Items listed in a dataset
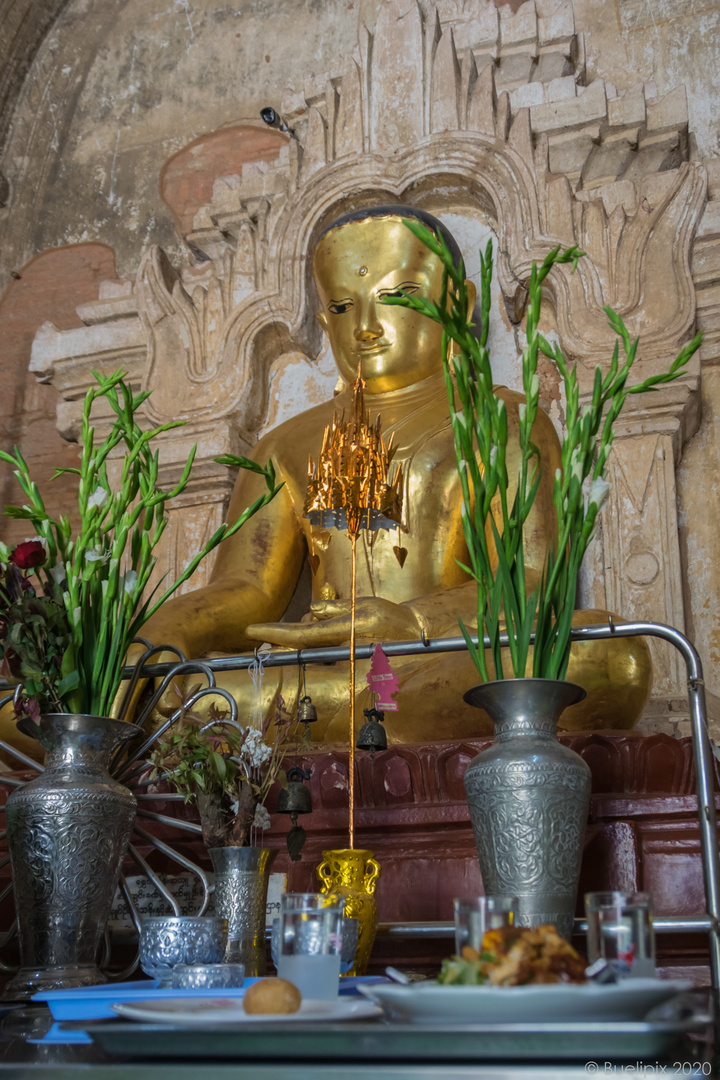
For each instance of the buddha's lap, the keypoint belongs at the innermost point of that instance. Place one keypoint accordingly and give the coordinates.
(615, 673)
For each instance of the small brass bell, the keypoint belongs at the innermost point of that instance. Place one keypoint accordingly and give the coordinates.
(372, 734)
(307, 712)
(296, 797)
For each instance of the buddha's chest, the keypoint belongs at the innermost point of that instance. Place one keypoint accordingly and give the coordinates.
(421, 556)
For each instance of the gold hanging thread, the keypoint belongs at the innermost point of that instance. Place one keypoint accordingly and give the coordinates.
(350, 488)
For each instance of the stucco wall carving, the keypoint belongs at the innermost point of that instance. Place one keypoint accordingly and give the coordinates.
(464, 108)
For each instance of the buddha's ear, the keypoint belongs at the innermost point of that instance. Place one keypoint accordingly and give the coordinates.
(472, 296)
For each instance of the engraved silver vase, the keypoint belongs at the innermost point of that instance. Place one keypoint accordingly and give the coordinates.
(242, 876)
(67, 834)
(528, 798)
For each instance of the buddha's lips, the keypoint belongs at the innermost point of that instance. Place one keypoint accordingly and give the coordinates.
(365, 350)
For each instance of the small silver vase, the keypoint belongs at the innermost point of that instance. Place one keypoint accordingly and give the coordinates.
(67, 833)
(528, 798)
(242, 876)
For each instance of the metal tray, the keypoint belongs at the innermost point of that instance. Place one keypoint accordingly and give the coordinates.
(388, 1042)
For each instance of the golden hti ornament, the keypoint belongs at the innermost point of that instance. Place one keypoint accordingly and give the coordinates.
(350, 488)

- **THE TASK**:
Give back each of the records above word for word, apart from the pictures.

- **OUTPUT FOR THIS EXERCISE**:
For each instance of the buddha's lap, the keypoint belongs at the innermost point of that instance. Place one keypoint accordingly and give the coordinates.
(615, 673)
For each instance of the small brass bell, the keypoint belongs at the innermost point of that instance. Place one keypoint accordingly and give the coordinates.
(372, 734)
(307, 712)
(296, 797)
For each instance of the buddha's chest, the keypoint belongs at the innermost point of that instance. Place one keypoint accordingly and give the coordinates.
(421, 556)
For each instance of the gold hanging thread, the keypoint belongs at the innermost point of that instance. Place one keypoint accordingly and give the coordinates.
(350, 488)
For each instance of the stucco wall carving, the keypoint belongs at the innermost point of that instance. Place one keypoint accordingly and give the coordinates.
(464, 108)
For each instance of the buddha's ear, the keypoint belongs at the innermost point of that instance. Place one keypoint accordingly and give the coordinates.
(472, 296)
For each instance of the engraved silver vase, the keypoint belongs at the innermost point of that instance. Place one keypoint accordingly and give the coordinates.
(242, 876)
(67, 834)
(528, 798)
For each instance of the buddha's lips, the keypoint belongs at the innermost point of that instance. Place one keypoint accordingly and give the coordinates.
(365, 350)
For each instance of the small silver vase, the keypoint belongs at the innermost point of that instance. Place one keypoint accordingly and give the coordinates.
(67, 833)
(528, 798)
(242, 876)
For each instance of the metal tray, the keypoint belongs at the innermost point of that instance. Place one keypoint accordingly and give the coordinates.
(388, 1042)
For each instance of the golden hti ornament, the keypoint belongs at the innermost point of that instance. Place one keypoint accordingly and give the coordinates.
(350, 488)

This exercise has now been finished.